-- Data follows --

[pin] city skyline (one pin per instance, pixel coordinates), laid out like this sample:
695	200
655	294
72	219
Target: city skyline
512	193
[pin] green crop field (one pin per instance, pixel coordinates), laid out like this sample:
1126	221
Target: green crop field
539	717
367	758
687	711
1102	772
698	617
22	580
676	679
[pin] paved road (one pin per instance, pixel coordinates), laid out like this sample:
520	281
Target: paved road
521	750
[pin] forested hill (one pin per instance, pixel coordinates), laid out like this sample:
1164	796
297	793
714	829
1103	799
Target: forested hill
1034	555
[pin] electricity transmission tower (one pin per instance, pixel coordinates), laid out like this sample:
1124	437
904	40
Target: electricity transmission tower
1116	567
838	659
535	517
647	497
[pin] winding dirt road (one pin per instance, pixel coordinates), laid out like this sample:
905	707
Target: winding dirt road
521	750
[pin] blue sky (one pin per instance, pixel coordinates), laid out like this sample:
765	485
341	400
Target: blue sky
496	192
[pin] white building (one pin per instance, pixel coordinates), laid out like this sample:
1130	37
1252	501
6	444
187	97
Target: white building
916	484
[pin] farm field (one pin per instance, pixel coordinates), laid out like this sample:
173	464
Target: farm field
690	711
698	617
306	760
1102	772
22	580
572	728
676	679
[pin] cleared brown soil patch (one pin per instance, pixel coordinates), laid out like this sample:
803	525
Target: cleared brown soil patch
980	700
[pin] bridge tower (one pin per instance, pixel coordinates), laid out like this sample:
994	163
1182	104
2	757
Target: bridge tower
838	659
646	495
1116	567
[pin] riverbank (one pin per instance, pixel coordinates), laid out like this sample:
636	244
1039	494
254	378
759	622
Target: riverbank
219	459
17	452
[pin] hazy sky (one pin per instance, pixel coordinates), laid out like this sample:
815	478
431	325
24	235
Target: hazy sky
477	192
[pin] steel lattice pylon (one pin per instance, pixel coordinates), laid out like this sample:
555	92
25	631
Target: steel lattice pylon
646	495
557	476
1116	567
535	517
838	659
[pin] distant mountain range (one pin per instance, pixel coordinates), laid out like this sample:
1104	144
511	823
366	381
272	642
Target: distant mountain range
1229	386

-- Data concluded --

## Task requirements
Word for word, write out all of the data above.

## Solution
[pin] city skyline (one pin per instance, pixel coordinates), laid out like this sample:
695	200
655	294
72	219
Target: city skyline
512	193
[pin] green crop field (one pin per instance, pixel coordinates), laid out like this sample:
1126	221
Target: green crop field
539	717
367	758
687	711
1102	772
698	617
22	580
676	679
[pin] paved road (one pin per instance, pixel coordinates), laid out like this sample:
520	281
Target: paved road
521	750
[pin] forested hill (one pin per instance, pixel coordinates), laid out like this sample:
1164	796
297	793
714	829
1103	799
Target: forested hill
1034	555
[pin] electricity transmission tower (one pin per instance, pixel coordinates), laid out like this sample:
1124	437
904	40
Target: electricity transmission tower
1116	567
838	659
535	517
647	497
[pin] winding dirt road (one pin per instance, pixel coordinates), laid out like this sample:
905	707
Target: winding dirt road
521	750
[pin] blue sky (one pin per instance, pixel coordinates), laid out like this sample:
765	485
341	400
Target: blue sky
496	192
[pin] white building (one pin per instance, pixel coordinates), laid out like this sample:
1130	37
1252	501
6	444
187	97
Target: white building
916	484
[pin] farm field (one pin per instance, pixel coordinates), laid out like this sample:
173	464
Target: farm field
690	711
698	617
306	760
1102	772
22	580
572	728
676	679
[pin] cleared brown soil patch (one pin per instance, pixel coordinates), laid out like this sample:
803	525
Target: cleared brown soil patch
980	700
[pin] bridge tower (one pin per instance, pixel coordinates), laid out like this sample:
994	163
1182	104
2	757
Target: bridge tower
838	659
646	495
1116	567
[pin] riverbank (one pin per instance, pixel coordinates), laid out like this sample:
636	244
1039	494
254	378
759	622
Target: riverbank
219	459
17	452
[pin] hazy sky (one pin per instance, pixel coordinates), laid out like this sample:
815	478
431	325
24	235
Target: hazy sky
477	192
[pin] steel lattice pylon (one pin per instance, pixel coordinates), laid out like this sample:
555	92
25	631
Target: steel lattice pylon
646	495
557	476
1116	567
535	517
838	659
[pin] distant mountain range (one pin per instance, pixel coordinates), laid out like this sample:
1104	144
511	823
366	381
272	642
Target: distant mountain range
1229	386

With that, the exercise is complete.